Copy every line below, character for character.

> _Records to process_:
>> start

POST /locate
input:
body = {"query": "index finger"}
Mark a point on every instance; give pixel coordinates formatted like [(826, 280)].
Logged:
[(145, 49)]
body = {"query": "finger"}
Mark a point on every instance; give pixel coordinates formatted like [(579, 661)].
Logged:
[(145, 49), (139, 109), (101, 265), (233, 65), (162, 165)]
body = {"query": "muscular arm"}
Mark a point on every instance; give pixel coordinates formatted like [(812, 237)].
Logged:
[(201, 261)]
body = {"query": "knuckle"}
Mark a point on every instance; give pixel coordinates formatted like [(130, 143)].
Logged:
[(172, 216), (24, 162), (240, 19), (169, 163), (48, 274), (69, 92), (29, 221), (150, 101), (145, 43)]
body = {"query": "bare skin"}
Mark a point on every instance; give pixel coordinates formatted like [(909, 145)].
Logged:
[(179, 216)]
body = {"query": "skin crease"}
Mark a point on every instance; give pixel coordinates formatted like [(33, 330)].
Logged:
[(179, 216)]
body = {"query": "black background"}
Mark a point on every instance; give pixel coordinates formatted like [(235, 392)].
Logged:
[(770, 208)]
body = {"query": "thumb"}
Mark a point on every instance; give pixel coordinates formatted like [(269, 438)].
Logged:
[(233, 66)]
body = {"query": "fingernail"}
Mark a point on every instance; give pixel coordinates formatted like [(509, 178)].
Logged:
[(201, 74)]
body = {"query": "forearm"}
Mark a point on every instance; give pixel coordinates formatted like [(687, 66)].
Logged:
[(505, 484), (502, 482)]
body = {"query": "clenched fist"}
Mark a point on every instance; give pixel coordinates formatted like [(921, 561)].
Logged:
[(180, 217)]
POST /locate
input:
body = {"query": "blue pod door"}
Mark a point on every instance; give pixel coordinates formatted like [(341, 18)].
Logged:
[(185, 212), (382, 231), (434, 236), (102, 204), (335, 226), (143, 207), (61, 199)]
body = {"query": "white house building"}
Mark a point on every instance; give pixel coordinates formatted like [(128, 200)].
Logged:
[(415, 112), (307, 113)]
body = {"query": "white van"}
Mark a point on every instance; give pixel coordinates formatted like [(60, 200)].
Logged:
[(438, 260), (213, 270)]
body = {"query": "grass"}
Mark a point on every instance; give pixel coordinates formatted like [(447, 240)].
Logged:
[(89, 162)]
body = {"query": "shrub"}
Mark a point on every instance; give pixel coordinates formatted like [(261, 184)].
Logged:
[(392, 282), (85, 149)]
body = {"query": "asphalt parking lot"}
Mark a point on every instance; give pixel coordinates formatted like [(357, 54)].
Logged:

>> end

> _Exercise result_:
POST /locate
input:
body = {"query": "index finger"}
Mark a point on every instance; give pixel coordinates formatted like [(826, 280)].
Logged:
[(145, 49)]
body = {"query": "finger"}
Mark a point on every instance; give pixel coordinates formatted like [(579, 661)].
Logged:
[(145, 49), (139, 109), (101, 265), (233, 65), (162, 165)]
body = {"query": "muscular arm"}
Mark a point on every instance; give pixel coordinates formatted like [(812, 237)].
Logged:
[(201, 261)]
body = {"query": "knuckle"}
Mark a point on every instance; give pixel coordinates formatted like [(130, 143)].
Logged:
[(172, 216), (24, 162), (240, 19), (169, 163), (48, 274), (69, 92), (29, 221), (150, 101), (145, 43)]
body = {"query": "bare skin"}
Mark a point on every instance; give pixel coordinates formatted like [(909, 145)].
Logged:
[(179, 216)]
body = {"query": "skin crease"}
Mark a point on every instance; give pixel coordinates formatted like [(33, 330)].
Logged:
[(179, 216)]
body = {"query": "black background"}
Mark a point on every instance; give pixel coordinates formatted like [(235, 392)].
Logged:
[(770, 208)]
body = {"query": "thumb"}
Mark a point on every instance; give pixel coordinates formatted like [(269, 438)].
Logged:
[(233, 66)]
body = {"query": "fingernail"}
Mark a point on every instance; give pixel coordinates formatted like [(509, 178)].
Logged:
[(201, 74)]
body = {"query": "forearm"}
Mark a point on every instance; give pixel coordinates formatted like [(687, 66)].
Logged:
[(505, 484), (502, 482)]
body = {"query": "clenched fist"}
Mark a point on every instance; give pixel coordinates formatted like [(921, 561)].
Logged:
[(180, 217)]
POST /locate
input:
body = {"query": "blue pod door"}
Mark a point on every instance; give pixel coordinates formatted like [(341, 18)].
Logged:
[(185, 212), (382, 231), (434, 236), (102, 204), (335, 226), (143, 207), (61, 199)]
body = {"query": "white house building"}
Mark a point on every instance; give pixel coordinates formatted like [(128, 200)].
Logged:
[(415, 112), (307, 113)]
body = {"query": "white van"}
Mark a point on every instance; give pixel coordinates formatted like [(60, 200)].
Logged:
[(438, 260), (213, 270)]
body = {"query": "grass"}
Mark a point on every instance; give pixel coordinates formatted like [(447, 240)].
Logged:
[(89, 162)]
body = {"query": "shrub"}
Mark a point on every instance; give pixel coordinates formatted like [(261, 184)].
Logged:
[(392, 282), (85, 149)]
body = {"query": "asphalt parking lot"}
Mark a point on every instance; give pixel coordinates formatted like [(357, 54)].
Logged:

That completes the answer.